+++ RECORDS SHOWN +++

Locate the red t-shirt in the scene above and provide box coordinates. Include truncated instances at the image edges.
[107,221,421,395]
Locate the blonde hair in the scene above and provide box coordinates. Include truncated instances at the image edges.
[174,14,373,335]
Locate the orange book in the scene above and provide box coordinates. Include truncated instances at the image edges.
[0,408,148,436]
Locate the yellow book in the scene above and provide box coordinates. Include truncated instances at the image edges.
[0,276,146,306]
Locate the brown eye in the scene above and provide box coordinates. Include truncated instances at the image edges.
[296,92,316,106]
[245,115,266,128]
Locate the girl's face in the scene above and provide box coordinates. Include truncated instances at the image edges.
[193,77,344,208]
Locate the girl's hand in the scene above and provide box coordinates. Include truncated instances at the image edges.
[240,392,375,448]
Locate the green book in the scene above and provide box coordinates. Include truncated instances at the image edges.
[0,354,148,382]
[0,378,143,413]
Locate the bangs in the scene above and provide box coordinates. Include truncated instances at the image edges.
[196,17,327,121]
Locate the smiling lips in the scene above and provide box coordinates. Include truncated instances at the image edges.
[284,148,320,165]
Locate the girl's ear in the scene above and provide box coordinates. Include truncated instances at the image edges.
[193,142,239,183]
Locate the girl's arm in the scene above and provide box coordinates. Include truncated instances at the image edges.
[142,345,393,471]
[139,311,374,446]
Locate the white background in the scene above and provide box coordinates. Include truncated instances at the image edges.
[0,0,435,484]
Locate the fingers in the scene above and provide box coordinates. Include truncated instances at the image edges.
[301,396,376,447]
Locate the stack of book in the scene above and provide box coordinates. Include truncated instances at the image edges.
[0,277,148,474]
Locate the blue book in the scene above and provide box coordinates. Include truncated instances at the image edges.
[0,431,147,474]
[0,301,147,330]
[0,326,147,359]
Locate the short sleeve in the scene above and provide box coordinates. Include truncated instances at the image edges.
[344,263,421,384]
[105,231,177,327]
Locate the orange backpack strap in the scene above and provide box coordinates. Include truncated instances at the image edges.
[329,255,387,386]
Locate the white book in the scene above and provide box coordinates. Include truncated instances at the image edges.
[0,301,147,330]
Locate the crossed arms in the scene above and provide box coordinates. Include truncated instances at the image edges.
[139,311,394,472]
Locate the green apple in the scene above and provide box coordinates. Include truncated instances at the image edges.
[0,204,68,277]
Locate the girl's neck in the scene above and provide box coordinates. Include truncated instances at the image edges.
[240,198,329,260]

+++

== WRITTEN PROBLEM ==
Reproduce all of the records above line for line, without any changes.

== EXERCISE SOLUTION ==
Locate the red t-shirt in the scene above and provide box coordinates. Include truncated instances at the image edges.
[107,221,421,395]
Locate the blonde hair in the scene above and provide box coordinates. Include truncated instances at the image edges.
[174,14,373,335]
Locate the orange book in the scene above and provide box coordinates. Include truncated instances at the image edges.
[0,408,148,436]
Locate the yellow book in the scene above and provide box coordinates. Include truncated instances at the image edges.
[0,276,146,306]
Locate the brown eye in the scene above and provide box coordinates. Include truncated instances at the image edges.
[296,92,316,106]
[245,115,266,128]
Locate the girl's face in the scene above and provide box coordinates. Include truncated instances at the image edges.
[193,77,344,208]
Locate the girl's hand in the scene above and provide box coordinates. Include truncated instances at the image edges.
[240,392,375,448]
Locate the green book in the scene above and provide box coordinates. Include truncated instances at the image edges.
[0,354,148,382]
[0,378,143,413]
Locate the bangs in the scene above and provide box coordinates. Include truncated instances at the image edges.
[196,17,327,121]
Locate the smiling lips in the scene above and provide box coordinates. Include truncated instances at the image edges.
[284,148,320,165]
Locate the girl's ear in the scene above and provide box coordinates. Include truncated instances at the image edges.
[193,142,239,183]
Locate the girl's arm in the scene above and provide box coordinates. Include truncated instances at the image edges.
[142,345,393,471]
[139,311,374,446]
Locate the white background in the scene above and provide box coordinates. Include truncated instances at the image edges.
[0,0,435,484]
Locate the fingers in the scene above and provide box coordinates. Include truncated instances at the image edges.
[301,396,376,447]
Locate the stack of book in the scene above and provide box coordinates. Include truncated instances at the image edges.
[0,277,148,474]
Locate the blue book in the scene above and provide box coordinates. Include truncated instances at the image edges.
[0,431,147,474]
[0,301,147,330]
[0,326,147,359]
Locate the short sleeve in the scene above and provide box coordinates. Include truncated instances at the image edges.
[344,263,421,384]
[105,231,177,327]
Locate the orange backpack strap in the scene above and provide box coordinates. Include truncated instances at the image edges.
[329,255,387,386]
Locate the white book in the scene above and provide box coordinates. Include truncated instances at the image edges.
[0,301,147,330]
Locate the crossed arms in the scene above and provide box coordinates. Include truncated instances at the image edges.
[139,311,394,472]
Locate the green apple in the scene above and provide box coordinates. Include truncated instances at the image edges.
[0,204,68,277]
Locate the girl's neck in the scene above and provide box coordinates. Include truncated instances at the image edges.
[240,198,329,260]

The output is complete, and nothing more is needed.